» **Requirements**
Reproduce the data below verbatim, starting at the line that contains "track on this photo." and ending at the line that contains "<point>8,154</point>", both included.

» **Data shown**

START

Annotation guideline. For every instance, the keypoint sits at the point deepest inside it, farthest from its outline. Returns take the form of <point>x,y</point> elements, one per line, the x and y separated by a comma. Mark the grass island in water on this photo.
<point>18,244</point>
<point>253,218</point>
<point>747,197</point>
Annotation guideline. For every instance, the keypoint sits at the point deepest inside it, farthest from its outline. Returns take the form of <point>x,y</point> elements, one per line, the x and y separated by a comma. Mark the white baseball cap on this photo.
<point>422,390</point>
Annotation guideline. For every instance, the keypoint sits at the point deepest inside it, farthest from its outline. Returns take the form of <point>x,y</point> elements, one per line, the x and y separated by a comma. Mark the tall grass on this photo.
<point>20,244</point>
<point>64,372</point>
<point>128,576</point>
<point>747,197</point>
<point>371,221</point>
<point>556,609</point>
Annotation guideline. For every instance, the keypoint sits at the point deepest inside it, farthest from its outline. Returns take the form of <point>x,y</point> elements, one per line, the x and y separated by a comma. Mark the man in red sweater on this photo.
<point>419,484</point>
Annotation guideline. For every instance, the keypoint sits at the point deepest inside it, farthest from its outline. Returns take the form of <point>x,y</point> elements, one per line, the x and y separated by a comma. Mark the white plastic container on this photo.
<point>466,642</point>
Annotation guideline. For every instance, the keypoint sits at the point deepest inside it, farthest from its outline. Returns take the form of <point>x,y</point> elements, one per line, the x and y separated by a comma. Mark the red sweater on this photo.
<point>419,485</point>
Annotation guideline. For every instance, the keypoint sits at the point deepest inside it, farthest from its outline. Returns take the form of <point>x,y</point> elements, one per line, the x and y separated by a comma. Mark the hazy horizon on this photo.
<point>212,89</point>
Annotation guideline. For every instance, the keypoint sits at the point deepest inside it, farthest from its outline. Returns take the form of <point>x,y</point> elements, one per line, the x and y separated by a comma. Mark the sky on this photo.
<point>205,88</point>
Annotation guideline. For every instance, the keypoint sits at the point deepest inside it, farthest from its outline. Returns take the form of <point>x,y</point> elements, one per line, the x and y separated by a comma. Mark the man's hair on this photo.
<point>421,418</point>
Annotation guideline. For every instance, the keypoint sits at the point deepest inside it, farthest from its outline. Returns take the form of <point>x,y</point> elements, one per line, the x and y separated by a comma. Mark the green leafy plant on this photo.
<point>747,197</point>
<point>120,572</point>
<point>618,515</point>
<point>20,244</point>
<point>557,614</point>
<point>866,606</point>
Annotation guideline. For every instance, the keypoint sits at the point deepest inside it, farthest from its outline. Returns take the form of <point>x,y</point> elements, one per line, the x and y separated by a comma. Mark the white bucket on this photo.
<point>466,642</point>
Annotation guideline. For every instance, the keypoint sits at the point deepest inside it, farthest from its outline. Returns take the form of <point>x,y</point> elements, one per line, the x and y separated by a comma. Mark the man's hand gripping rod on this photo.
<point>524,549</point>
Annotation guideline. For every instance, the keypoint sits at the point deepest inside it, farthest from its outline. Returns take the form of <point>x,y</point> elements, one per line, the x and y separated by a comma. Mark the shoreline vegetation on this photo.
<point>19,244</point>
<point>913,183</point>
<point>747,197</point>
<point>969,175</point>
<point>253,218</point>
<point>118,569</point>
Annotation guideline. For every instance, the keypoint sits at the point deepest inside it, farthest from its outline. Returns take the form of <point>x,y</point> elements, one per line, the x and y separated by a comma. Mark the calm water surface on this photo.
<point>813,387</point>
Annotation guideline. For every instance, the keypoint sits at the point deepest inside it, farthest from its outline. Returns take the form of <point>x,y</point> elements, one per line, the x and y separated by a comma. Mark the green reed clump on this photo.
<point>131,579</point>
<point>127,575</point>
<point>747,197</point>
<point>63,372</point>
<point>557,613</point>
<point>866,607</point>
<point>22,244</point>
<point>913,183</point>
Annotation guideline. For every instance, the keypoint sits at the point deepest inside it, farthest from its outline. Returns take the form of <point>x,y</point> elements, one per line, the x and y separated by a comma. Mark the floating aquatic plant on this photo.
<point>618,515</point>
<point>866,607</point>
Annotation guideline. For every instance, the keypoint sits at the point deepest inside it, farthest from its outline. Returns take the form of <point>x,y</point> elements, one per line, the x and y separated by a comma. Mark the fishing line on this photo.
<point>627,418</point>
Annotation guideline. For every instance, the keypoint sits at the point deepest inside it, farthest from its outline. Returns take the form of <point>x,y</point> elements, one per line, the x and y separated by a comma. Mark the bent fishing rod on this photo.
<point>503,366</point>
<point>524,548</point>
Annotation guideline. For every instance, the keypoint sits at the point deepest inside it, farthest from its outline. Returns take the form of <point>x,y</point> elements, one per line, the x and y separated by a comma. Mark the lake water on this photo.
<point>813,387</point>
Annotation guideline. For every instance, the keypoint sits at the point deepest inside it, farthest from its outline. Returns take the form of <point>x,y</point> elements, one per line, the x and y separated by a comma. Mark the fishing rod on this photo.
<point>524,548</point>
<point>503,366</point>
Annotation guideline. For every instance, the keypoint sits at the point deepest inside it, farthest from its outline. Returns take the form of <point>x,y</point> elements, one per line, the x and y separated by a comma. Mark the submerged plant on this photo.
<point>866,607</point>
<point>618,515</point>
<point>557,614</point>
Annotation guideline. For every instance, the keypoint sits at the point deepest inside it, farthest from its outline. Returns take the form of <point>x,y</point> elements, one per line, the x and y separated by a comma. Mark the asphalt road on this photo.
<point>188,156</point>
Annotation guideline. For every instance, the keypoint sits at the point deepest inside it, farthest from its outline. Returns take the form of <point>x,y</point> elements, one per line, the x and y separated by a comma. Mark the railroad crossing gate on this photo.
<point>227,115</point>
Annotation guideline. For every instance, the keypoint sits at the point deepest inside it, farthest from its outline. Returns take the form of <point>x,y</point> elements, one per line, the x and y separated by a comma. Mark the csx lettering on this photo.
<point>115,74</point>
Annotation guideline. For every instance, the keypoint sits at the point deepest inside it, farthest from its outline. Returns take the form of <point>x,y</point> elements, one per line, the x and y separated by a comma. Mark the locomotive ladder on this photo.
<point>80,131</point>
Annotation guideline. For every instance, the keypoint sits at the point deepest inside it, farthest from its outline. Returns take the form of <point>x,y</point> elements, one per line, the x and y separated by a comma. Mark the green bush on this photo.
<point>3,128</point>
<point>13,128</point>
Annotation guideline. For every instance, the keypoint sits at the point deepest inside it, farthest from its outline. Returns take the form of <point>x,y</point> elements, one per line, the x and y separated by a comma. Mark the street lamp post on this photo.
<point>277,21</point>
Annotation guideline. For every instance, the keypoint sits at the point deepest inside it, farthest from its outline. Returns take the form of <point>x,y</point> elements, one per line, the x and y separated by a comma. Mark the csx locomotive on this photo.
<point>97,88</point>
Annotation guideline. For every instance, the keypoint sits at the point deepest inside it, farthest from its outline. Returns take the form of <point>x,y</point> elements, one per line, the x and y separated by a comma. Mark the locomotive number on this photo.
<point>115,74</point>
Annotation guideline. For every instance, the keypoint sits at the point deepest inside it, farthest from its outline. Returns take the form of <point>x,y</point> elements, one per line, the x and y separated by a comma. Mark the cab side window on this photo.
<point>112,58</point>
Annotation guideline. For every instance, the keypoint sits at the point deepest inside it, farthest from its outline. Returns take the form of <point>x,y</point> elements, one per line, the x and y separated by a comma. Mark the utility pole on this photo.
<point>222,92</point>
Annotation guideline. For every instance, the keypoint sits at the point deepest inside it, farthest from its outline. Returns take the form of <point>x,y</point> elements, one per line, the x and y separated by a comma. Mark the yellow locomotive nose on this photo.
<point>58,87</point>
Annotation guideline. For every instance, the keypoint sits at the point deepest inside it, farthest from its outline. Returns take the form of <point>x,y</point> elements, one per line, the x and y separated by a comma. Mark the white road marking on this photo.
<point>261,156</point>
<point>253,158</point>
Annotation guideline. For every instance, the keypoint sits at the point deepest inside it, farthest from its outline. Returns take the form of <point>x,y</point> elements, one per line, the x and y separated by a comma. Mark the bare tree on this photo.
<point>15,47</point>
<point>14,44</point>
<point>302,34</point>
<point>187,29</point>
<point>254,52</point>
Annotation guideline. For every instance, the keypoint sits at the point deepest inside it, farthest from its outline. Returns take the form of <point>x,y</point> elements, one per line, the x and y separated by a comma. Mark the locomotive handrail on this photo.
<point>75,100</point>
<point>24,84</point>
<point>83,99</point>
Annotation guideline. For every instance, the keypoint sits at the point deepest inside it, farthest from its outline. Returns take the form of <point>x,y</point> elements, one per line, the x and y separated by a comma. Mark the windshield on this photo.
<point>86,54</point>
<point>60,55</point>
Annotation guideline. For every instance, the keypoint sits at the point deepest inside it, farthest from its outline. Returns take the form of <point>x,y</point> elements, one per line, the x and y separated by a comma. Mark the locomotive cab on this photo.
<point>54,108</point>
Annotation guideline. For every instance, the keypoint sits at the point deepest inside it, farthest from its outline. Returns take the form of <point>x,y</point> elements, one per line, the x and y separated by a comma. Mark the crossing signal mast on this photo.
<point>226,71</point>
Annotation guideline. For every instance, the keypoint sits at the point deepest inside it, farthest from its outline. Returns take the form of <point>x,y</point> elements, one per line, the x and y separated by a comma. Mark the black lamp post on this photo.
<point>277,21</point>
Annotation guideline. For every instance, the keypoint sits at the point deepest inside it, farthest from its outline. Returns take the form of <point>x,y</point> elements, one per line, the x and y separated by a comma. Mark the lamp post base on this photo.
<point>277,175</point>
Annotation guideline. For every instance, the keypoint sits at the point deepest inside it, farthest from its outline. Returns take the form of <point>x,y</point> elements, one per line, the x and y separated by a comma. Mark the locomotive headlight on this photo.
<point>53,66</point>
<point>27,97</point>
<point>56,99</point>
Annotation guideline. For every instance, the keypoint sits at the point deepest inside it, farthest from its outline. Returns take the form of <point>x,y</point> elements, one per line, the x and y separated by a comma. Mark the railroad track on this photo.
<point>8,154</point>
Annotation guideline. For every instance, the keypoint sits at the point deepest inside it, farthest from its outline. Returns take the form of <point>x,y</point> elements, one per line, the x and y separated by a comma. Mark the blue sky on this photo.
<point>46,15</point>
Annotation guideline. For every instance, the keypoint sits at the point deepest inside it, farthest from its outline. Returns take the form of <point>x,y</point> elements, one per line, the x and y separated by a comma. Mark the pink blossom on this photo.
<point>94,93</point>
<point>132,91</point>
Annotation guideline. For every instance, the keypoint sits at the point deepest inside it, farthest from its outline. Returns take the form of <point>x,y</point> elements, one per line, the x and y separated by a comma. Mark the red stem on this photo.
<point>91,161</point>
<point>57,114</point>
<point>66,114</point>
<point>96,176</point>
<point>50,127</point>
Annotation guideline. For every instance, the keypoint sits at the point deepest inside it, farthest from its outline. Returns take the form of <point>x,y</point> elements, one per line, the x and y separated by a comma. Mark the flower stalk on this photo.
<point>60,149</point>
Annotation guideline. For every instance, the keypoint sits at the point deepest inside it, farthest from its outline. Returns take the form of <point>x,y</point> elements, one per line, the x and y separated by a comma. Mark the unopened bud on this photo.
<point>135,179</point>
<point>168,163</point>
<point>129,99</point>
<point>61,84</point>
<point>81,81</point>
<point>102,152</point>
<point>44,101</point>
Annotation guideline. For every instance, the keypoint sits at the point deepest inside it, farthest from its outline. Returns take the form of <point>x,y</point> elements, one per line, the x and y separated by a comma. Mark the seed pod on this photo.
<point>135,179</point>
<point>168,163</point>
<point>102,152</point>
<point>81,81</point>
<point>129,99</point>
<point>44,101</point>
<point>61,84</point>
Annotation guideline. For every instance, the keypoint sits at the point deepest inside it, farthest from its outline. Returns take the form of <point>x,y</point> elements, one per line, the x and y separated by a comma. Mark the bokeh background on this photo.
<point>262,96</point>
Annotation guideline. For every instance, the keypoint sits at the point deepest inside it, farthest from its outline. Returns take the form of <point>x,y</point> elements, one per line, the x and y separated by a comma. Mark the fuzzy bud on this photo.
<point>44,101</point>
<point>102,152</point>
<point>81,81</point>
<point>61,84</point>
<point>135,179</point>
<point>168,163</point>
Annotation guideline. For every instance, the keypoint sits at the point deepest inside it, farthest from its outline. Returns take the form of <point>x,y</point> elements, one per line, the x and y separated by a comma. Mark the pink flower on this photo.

END

» **The response**
Annotation guideline. For every instance, the keypoint sits at the point deepest inside it, farthest from its outline. Returns take the form of <point>x,y</point> elements, one per line, the x and y separated by a comma. Mark the railroad track on this photo.
<point>8,154</point>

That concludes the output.